***** PASSAGE *****

Shocking admission: Biggest educational challenges most Americans agree on may surprise you

In today’s hotly divided partisan climate, we can take comfort in knowing both Democrats and Republicans agree on some educational issues – and at least one suggested solution.

A new survey…

In today’s hotly divided partisan climate, we can take comfort in knowing both Democrats and Republicans agree on some educational issues – and at least one suggested solution.

A new survey from Pew Research Center finds at least half of all U.S. adults believe “the country’s public K-12 education system is generally going in the wrong direction.”

It’s a stunning admission of dissatisfaction with public schools, especially when an estimated third of those who didn’t choose this answer (32%) simply opted out by saying “not sure.”

Most importantly, people from both major political parties agree schools should focus more on core academic topics such as “reading, math, science, and social studies.”

Let’s explore the issues Americans see with public schools – along with constructive ways to address those concerns.

Teachers’ personal views

We’ll start with the issue having the smallest amount of bipartisan consensus, which involved teachers “bringing their personal political and social views into the classroom.”

A hefty 76% of Republicans considered this an issue, compared to only 23% of Democrats. However, this divide may be less of a problem than we think, considering American history and how we’ve sustained such a pluralistic society. Building First Amendment freedoms into the fabric of U.S. government means teachers can have as many diverse political and social beliefs as they want. 

Teachers tend to identify more as Democrats than Republicans, which probably explains why Republicans consider this more of a problem than Democrats. 

However, adherents of both parties should agree on one principle: teachers shouldn’t infringe on other people’s political and social views, just as they wouldn’t want others infringing upon theirs. 

Yet it’s happened recently for many students and their families whose viewpoints differ from their teachers’. Some examples: 

  • Jewish parents and teachers protesting a Portland teachers’ union social justice guidebook on Palestinian advocacy. “If this were used in the classroom, it could potentially make a Jewish student feel unsafe,” said Robert Horenstein, director of community relations and public affairs at Jewish Federation of Greater Portland. 
  • A Nevada schoolteacher displaying gay pride flags in her classroom, even after a school board trustee warned her this violated state law and board policy. 
  • A teacher in Wisconsin going against her school district’s policies not to use politically charged imagery when choosing the song Rainbowland for a school event involving 1st graders. 

Public schools cannot have it both ways. Either educators must make room for all their constituents’ viewpoints, including those they disagree with, or they at least must follow official policies – however imperfect and flawed – to avoid anything politically contentious while teaching. 

Anything in-between sets up teachers as censors in the classroom, determining which of their students’ viewpoints to allow or exclude. No one can call this a healthy basis for explaining foundational U.S. principles of democratic republicanism.

***** MATERIAL *****

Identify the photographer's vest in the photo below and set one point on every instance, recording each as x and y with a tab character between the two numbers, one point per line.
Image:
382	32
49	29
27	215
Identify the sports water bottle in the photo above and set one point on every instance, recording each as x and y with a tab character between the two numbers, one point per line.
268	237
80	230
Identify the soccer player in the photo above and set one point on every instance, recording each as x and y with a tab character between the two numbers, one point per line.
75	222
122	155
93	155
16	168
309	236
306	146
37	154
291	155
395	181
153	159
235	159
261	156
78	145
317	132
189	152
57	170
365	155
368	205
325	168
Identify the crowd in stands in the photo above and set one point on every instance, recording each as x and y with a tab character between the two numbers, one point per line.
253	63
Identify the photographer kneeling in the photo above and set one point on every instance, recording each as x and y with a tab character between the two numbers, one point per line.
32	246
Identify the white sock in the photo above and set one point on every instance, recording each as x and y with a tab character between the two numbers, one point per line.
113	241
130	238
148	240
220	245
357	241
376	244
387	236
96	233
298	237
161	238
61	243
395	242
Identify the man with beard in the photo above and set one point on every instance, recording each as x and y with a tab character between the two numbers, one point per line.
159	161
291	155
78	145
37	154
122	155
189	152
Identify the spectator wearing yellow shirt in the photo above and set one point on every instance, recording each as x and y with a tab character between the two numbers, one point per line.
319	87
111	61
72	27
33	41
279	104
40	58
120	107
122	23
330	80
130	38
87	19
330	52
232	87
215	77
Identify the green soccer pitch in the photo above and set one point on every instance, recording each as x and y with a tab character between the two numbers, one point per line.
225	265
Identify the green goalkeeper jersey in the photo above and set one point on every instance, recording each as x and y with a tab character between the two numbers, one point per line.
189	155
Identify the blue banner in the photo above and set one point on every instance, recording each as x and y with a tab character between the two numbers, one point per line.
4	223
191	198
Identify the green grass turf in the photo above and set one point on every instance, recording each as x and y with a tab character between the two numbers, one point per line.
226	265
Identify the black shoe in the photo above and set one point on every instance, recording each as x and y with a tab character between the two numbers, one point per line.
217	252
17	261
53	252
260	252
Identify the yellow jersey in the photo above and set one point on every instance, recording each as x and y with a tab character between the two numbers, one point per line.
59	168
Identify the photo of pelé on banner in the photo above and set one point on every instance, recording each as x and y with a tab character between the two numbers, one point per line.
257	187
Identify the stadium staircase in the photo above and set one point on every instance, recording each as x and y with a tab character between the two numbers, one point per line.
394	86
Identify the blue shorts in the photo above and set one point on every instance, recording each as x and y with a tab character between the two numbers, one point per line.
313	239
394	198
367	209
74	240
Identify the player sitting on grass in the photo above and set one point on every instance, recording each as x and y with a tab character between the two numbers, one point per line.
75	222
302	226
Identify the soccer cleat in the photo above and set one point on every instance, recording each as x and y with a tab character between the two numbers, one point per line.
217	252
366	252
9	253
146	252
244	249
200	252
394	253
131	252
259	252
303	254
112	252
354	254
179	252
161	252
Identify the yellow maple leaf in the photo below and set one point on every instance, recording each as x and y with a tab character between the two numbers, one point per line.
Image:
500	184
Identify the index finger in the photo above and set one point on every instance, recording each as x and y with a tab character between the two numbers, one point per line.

*****

## EXERCISE TASK A
Translate this sentence from the passage on public schools into Spanish: "Most importantly, people from both major political parties agree schools should focus more on core academic topics such as “reading, math, science, and social studies.”"
## EXERCISE TASK B
Decide whether each statement agrees with the passage on public schools, answering yes or no and quoting the words that settle it: (i) 76% of Republicans considered teachers bringing their personal views into the classroom an issue. (ii) The Nevada schoolteacher took down the gay pride flags after a school board trustee warned her. (iii) Teachers tend to identify more as Republicans than as Democrats.

## EXPECTED OUTPUT A
Lo más importante es que personas de ambos partidos políticos principales coinciden en que las escuelas deberían centrarse más en materias académicas básicas como «lectura, matemáticas, ciencias y estudios sociales».

## EXPECTED OUTPUT B
(i) Yes: "A hefty 76% of Republicans considered this an issue"
(ii) No: "displaying gay pride flags in her classroom, even after a school board trustee warned her this violated state law and board policy"
(iii) No: "Teachers tend to identify more as Democrats than Republicans"